BEGIN Supplied text
# How do you evaluate Sin(arcsin(3/5)+(arctan-2))?

May 21, 2017

$- \frac{1}{\sqrt{5.}}$

#### Explanation:

Let arc sin(3/5)=x, and, arc tan(-2)=y; x,y in (-pi/2,pi/2).

$\therefore \sin x = \frac{3}{5} , \mathmr{and} , \tan y = - 2.$

We note that, sinx > 0, x in (0,pi/2), &, tany <0, y in (-pi/2,0).
END Supplied text
BEGIN Excerpted data
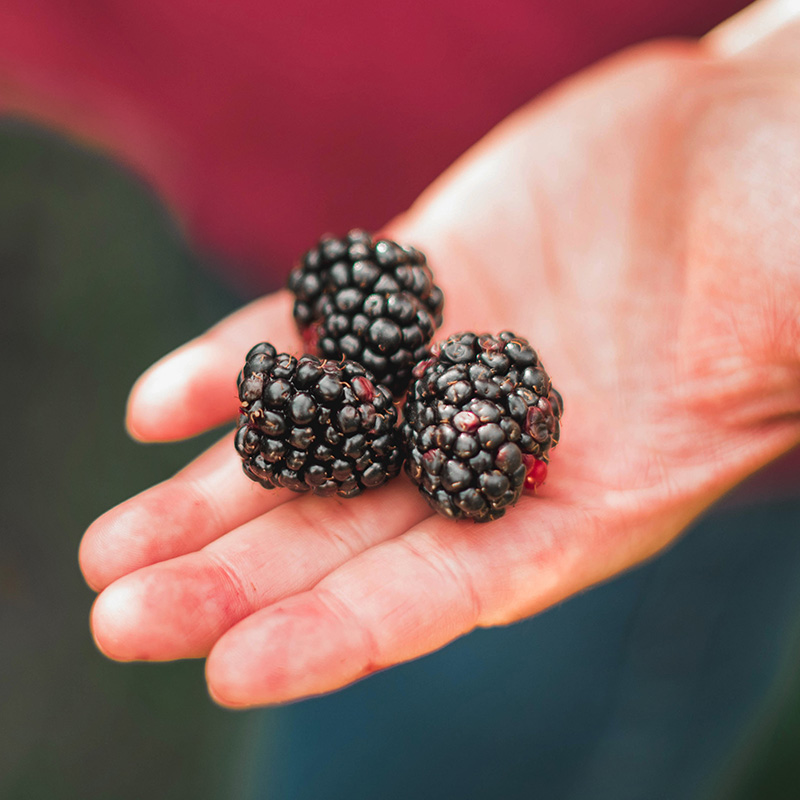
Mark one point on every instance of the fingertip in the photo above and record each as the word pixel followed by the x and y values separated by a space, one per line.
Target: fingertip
pixel 113 616
pixel 162 405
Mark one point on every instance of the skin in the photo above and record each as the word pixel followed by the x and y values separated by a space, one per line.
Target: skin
pixel 639 224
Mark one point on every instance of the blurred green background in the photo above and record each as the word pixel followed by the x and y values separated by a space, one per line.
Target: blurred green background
pixel 97 284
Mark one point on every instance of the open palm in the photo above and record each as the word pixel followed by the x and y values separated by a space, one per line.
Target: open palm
pixel 639 226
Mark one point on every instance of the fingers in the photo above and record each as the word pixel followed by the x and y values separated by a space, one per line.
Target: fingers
pixel 767 27
pixel 205 500
pixel 194 388
pixel 179 608
pixel 402 599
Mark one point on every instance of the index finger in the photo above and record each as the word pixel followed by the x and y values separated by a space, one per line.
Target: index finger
pixel 193 388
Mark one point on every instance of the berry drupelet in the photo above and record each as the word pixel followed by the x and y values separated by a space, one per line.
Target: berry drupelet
pixel 480 420
pixel 373 302
pixel 315 425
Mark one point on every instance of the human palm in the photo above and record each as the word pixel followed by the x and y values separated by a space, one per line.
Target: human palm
pixel 638 225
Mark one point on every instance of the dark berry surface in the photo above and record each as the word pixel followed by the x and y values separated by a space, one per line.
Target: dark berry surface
pixel 373 302
pixel 315 425
pixel 480 420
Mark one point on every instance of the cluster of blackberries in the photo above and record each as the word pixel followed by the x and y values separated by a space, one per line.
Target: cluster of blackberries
pixel 480 414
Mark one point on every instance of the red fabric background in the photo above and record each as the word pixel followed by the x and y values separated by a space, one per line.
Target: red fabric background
pixel 265 124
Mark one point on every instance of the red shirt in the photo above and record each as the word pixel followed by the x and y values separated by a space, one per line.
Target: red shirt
pixel 266 124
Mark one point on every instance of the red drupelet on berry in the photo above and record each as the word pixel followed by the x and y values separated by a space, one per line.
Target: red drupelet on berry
pixel 314 425
pixel 480 420
pixel 373 302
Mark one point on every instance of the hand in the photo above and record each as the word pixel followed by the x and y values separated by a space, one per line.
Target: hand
pixel 640 226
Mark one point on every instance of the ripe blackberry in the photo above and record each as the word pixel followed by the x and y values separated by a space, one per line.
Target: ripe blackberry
pixel 480 420
pixel 373 302
pixel 315 425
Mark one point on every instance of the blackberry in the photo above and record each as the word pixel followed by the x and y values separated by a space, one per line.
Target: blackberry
pixel 373 302
pixel 479 422
pixel 315 425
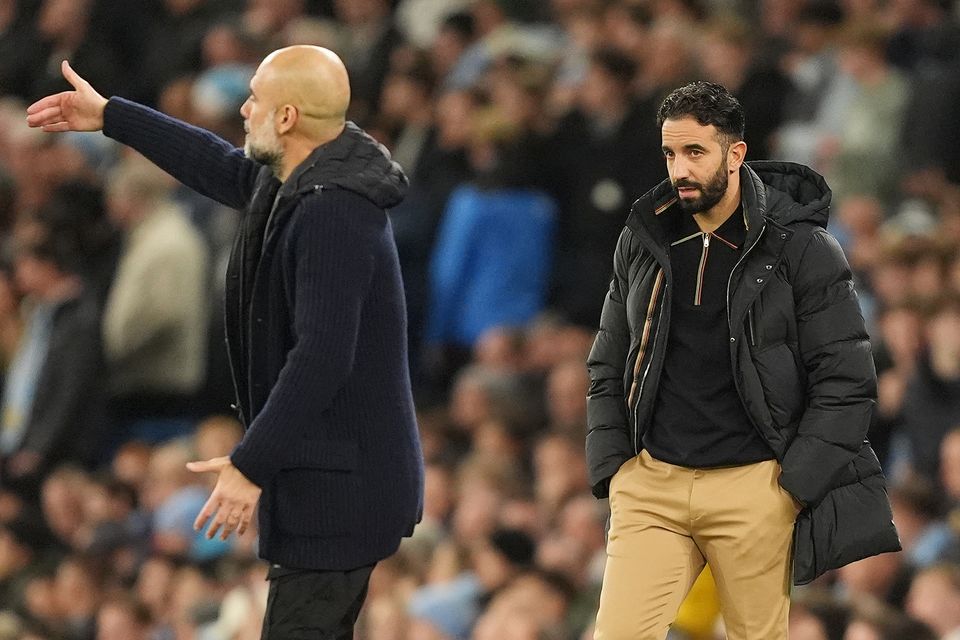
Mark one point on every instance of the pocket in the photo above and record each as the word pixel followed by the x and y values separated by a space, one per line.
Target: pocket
pixel 318 502
pixel 320 493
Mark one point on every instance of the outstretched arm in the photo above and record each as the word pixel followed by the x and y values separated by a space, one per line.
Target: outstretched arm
pixel 199 159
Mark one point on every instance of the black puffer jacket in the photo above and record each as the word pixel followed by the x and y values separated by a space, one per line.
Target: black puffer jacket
pixel 798 348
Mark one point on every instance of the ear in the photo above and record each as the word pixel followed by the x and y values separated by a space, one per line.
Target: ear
pixel 286 118
pixel 736 154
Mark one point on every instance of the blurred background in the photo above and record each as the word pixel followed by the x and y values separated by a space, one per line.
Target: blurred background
pixel 528 129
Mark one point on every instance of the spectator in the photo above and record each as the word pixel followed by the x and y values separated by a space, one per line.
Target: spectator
pixel 932 400
pixel 934 598
pixel 491 263
pixel 155 343
pixel 50 396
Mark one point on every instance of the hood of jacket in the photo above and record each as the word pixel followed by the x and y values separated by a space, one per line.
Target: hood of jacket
pixel 353 161
pixel 787 192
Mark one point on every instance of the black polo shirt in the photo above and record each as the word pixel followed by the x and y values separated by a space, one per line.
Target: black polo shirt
pixel 698 419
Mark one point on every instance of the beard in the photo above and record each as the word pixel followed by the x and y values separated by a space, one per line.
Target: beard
pixel 269 153
pixel 710 193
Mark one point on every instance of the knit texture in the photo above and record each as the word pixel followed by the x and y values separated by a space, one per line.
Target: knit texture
pixel 317 332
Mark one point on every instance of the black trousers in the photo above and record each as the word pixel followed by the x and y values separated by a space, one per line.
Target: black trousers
pixel 314 605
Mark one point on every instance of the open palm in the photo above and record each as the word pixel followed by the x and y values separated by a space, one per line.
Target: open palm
pixel 77 110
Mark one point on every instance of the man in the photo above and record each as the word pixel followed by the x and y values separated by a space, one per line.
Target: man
pixel 731 388
pixel 315 324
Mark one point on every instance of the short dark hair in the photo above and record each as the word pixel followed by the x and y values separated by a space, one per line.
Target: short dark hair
pixel 708 103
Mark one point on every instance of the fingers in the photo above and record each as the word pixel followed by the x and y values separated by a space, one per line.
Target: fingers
pixel 227 517
pixel 206 466
pixel 72 76
pixel 46 103
pixel 208 510
pixel 56 128
pixel 227 520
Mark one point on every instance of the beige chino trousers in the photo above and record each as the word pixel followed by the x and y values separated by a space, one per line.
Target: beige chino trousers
pixel 667 521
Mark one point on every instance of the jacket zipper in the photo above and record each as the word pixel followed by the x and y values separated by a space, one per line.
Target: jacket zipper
pixel 736 383
pixel 651 308
pixel 645 337
pixel 734 270
pixel 701 269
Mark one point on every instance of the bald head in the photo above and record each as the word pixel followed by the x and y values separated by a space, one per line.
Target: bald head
pixel 298 101
pixel 312 79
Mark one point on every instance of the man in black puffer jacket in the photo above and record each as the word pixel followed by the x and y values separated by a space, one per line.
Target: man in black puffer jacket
pixel 316 330
pixel 731 388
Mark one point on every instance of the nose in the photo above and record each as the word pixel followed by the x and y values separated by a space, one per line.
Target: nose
pixel 678 169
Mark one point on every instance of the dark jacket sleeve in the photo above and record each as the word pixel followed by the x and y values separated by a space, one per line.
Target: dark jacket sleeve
pixel 333 257
pixel 199 159
pixel 841 380
pixel 608 430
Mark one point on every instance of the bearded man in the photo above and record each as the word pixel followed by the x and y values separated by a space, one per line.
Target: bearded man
pixel 316 329
pixel 731 388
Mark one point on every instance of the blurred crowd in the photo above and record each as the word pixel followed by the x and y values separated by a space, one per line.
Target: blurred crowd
pixel 527 128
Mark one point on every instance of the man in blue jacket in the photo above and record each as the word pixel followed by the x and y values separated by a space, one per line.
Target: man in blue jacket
pixel 315 329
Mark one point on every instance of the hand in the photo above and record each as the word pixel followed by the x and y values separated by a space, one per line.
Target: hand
pixel 78 110
pixel 232 502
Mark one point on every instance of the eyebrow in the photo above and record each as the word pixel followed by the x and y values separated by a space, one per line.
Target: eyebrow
pixel 688 147
pixel 692 146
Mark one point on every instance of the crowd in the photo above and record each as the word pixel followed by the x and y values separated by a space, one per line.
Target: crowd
pixel 527 129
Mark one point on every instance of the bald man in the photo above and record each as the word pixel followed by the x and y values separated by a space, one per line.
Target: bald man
pixel 315 329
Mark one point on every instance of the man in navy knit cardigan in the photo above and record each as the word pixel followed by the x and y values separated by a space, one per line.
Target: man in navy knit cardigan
pixel 316 329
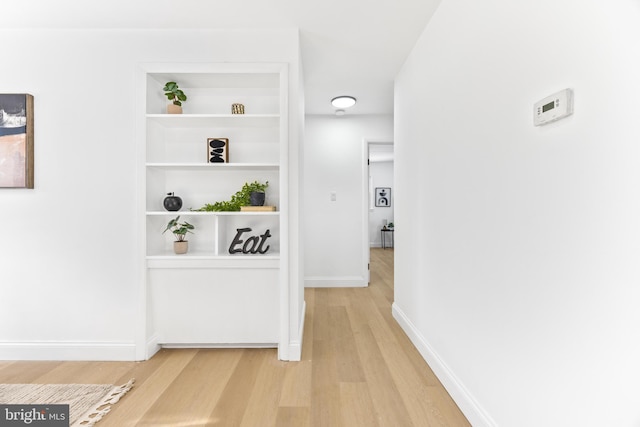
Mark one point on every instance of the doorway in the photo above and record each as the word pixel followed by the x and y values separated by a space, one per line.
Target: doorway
pixel 379 190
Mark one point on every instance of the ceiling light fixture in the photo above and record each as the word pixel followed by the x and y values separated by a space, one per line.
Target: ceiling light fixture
pixel 343 101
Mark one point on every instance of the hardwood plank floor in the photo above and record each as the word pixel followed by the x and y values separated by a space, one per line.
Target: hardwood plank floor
pixel 358 368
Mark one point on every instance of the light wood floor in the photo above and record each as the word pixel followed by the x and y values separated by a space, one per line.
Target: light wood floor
pixel 357 369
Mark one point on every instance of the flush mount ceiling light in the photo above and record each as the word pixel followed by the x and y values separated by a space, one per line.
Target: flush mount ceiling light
pixel 343 101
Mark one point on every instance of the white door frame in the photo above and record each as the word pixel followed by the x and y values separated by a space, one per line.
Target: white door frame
pixel 366 200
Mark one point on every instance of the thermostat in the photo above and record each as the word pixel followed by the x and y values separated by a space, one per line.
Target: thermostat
pixel 553 107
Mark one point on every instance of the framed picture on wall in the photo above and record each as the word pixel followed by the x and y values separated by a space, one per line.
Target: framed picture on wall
pixel 217 150
pixel 16 140
pixel 383 197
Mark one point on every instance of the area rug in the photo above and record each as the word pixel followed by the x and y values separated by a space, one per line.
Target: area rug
pixel 88 403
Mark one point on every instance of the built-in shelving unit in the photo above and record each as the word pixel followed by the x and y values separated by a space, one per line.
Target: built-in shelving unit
pixel 209 296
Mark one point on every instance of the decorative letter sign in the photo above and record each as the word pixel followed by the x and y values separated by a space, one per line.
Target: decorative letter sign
pixel 252 244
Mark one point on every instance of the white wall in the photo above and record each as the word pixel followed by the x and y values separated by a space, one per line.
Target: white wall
pixel 334 232
pixel 381 176
pixel 69 267
pixel 519 280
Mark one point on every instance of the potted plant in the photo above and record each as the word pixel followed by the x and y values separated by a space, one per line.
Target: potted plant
pixel 176 96
pixel 241 198
pixel 179 230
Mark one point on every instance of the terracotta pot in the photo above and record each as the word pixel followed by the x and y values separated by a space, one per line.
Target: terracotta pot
pixel 181 247
pixel 174 109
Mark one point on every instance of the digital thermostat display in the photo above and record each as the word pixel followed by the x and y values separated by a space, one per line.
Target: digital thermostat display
pixel 553 107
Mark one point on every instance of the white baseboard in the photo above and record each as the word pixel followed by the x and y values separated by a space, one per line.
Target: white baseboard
pixel 67 350
pixel 463 398
pixel 153 346
pixel 335 282
pixel 295 347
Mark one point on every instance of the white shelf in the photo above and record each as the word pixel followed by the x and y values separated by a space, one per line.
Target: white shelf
pixel 207 120
pixel 209 296
pixel 198 213
pixel 215 166
pixel 194 259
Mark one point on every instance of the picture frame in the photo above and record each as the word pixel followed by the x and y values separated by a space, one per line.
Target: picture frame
pixel 383 197
pixel 16 141
pixel 217 150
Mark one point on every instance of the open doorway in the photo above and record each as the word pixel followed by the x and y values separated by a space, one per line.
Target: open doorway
pixel 379 209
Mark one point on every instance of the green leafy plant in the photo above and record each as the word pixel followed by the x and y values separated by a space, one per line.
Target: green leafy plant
pixel 179 229
pixel 241 198
pixel 174 94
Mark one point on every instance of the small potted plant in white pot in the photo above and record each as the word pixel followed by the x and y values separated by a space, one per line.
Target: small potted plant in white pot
pixel 179 230
pixel 176 96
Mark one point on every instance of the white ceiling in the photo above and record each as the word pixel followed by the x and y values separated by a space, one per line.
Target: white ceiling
pixel 352 47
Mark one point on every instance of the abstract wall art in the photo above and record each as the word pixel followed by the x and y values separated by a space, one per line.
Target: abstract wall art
pixel 383 197
pixel 16 141
pixel 217 150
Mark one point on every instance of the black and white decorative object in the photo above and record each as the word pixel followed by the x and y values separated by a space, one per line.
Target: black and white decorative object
pixel 244 243
pixel 172 203
pixel 237 109
pixel 383 197
pixel 217 150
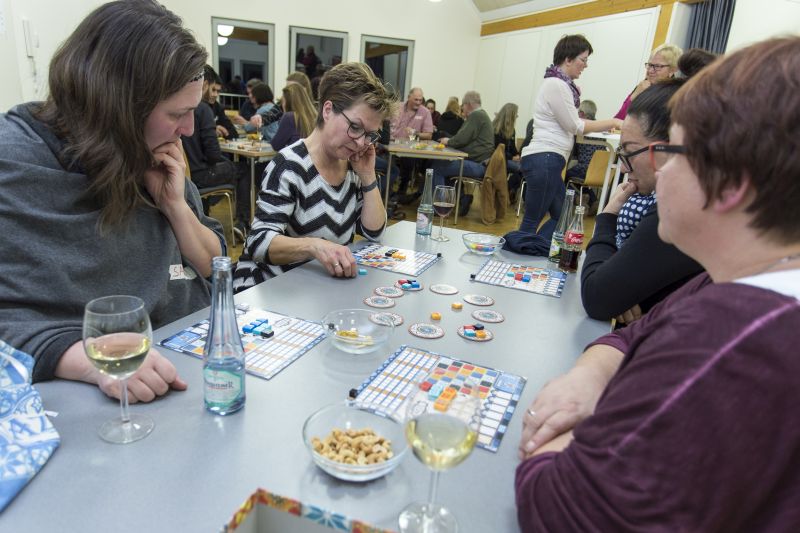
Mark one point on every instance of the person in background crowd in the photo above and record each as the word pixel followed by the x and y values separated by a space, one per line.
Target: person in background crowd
pixel 663 64
pixel 247 109
pixel 211 89
pixel 451 120
pixel 207 164
pixel 320 191
pixel 302 80
pixel 299 117
pixel 430 103
pixel 503 125
pixel 94 195
pixel 267 113
pixel 678 421
pixel 311 62
pixel 693 61
pixel 476 138
pixel 627 282
pixel 556 122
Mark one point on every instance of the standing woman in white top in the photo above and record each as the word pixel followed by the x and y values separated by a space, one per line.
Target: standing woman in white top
pixel 556 122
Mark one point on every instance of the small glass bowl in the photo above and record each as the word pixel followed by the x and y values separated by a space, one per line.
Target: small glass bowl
pixel 352 330
pixel 482 243
pixel 350 415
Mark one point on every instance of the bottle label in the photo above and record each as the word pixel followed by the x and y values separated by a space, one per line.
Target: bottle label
pixel 222 387
pixel 573 238
pixel 424 223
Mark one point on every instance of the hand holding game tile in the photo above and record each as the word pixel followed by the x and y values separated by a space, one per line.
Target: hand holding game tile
pixel 559 407
pixel 337 259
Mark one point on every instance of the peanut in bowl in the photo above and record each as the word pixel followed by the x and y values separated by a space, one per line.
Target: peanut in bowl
pixel 354 427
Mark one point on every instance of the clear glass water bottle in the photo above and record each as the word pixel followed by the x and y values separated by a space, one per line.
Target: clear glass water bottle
pixel 425 210
pixel 561 228
pixel 223 356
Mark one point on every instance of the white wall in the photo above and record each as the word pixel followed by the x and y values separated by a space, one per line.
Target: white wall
pixel 446 35
pixel 755 20
pixel 511 66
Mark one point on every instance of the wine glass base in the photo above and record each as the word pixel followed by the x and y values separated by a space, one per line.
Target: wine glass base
pixel 426 518
pixel 117 432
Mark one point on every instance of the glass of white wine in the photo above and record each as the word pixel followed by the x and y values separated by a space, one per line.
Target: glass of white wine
pixel 444 200
pixel 116 336
pixel 441 428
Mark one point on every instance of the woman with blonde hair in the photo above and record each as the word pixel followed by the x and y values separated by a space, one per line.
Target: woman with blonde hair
pixel 298 117
pixel 451 120
pixel 322 190
pixel 504 132
pixel 662 65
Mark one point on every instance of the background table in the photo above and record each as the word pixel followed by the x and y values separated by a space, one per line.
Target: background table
pixel 196 469
pixel 407 149
pixel 254 151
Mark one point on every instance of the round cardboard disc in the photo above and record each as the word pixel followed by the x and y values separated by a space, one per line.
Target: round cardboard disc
pixel 488 315
pixel 380 302
pixel 400 286
pixel 391 292
pixel 487 338
pixel 426 331
pixel 478 299
pixel 443 288
pixel 387 318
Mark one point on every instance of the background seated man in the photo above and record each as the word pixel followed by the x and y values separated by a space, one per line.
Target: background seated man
pixel 414 119
pixel 209 167
pixel 678 421
pixel 211 89
pixel 476 137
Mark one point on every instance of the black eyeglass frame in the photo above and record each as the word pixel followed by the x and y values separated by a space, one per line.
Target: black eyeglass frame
pixel 371 136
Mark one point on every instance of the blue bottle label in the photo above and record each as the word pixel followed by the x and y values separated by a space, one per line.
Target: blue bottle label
pixel 222 387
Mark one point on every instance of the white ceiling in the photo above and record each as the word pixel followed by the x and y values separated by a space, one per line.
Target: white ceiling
pixel 498 9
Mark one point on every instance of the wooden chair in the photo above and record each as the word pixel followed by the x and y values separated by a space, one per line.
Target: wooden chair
pixel 595 174
pixel 226 191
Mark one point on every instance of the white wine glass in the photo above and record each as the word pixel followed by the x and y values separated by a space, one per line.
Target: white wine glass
pixel 441 428
pixel 117 336
pixel 444 200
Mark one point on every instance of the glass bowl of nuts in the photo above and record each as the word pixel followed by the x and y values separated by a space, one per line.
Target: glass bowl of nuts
pixel 352 442
pixel 358 331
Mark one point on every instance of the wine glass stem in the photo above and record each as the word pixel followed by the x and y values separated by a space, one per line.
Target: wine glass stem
pixel 432 493
pixel 123 402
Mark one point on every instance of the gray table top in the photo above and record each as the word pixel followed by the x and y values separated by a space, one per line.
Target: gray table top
pixel 195 469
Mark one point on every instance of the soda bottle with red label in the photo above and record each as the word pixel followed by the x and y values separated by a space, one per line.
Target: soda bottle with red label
pixel 573 243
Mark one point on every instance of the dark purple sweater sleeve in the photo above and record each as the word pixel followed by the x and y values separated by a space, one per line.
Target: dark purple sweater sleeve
pixel 685 437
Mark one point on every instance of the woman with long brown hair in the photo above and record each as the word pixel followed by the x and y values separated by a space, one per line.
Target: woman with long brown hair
pixel 94 195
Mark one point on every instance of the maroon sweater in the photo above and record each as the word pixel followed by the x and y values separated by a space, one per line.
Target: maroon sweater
pixel 697 431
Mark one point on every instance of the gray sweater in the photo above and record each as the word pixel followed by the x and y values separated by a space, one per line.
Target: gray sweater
pixel 54 260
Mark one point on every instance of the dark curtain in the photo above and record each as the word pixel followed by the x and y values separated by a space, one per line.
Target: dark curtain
pixel 710 24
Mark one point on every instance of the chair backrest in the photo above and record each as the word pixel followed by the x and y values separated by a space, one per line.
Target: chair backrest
pixel 596 173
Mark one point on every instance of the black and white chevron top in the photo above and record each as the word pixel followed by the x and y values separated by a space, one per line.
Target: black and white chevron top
pixel 296 201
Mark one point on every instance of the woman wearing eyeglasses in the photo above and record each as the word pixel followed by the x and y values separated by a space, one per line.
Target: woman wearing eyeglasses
pixel 663 64
pixel 556 123
pixel 321 190
pixel 682 420
pixel 626 281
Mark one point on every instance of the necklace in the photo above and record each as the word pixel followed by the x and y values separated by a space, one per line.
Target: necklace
pixel 780 261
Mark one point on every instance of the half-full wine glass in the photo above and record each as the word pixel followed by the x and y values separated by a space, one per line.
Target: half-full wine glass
pixel 441 428
pixel 444 200
pixel 117 337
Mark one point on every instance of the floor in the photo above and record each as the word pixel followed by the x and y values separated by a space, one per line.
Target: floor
pixel 471 222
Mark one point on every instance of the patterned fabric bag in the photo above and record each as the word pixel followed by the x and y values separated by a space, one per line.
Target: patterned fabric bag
pixel 27 438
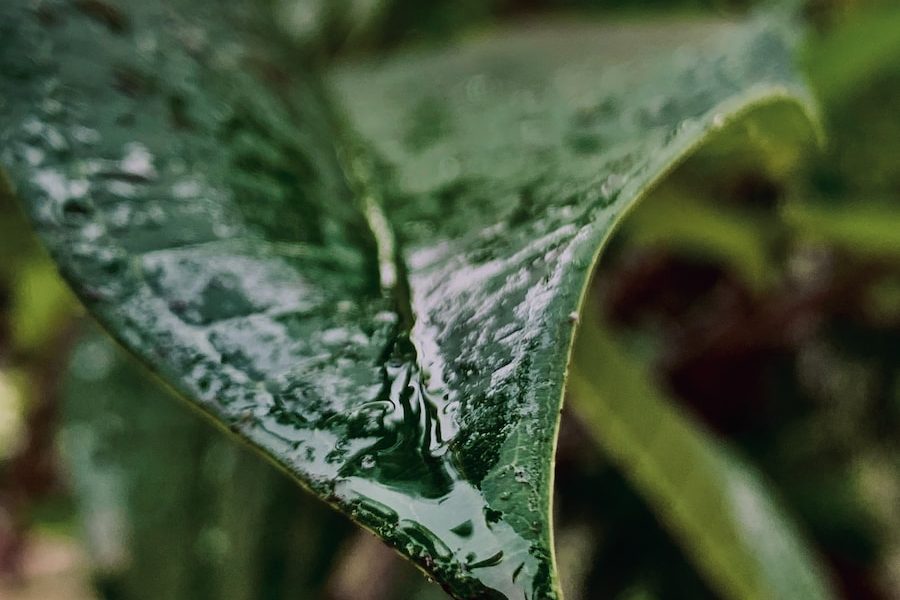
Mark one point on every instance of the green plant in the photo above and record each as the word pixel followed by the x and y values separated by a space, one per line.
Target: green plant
pixel 373 273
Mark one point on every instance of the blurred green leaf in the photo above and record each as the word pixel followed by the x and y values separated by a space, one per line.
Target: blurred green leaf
pixel 866 229
pixel 847 57
pixel 713 502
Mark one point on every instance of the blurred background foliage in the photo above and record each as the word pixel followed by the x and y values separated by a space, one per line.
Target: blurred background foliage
pixel 764 300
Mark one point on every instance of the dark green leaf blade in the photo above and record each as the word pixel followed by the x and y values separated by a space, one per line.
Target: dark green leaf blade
pixel 504 176
pixel 716 504
pixel 184 173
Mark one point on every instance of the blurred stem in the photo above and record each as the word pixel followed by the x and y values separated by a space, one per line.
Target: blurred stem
END Excerpted data
Aim ▸
In the text about evaluating sin(arcsin(3/5)+arctan(-2)), transcribe everything from "# How do you" down to "y in (-pi/2,0).".

Solution ▸
# How do you evaluate Sin(arcsin(3/5)+(arctan-2))?

May 21, 2017

$- \frac{1}{\sqrt{5.}}$

#### Explanation:

Let arc sin(3/5)=x, and, arc tan(-2)=y; x,y in (-pi/2,pi/2).

$\therefore \sin x = \frac{3}{5} , \mathmr{and} , \tan y = - 2.$

We note that, sinx > 0, x in (0,pi/2), &, tany <0, y in (-pi/2,0).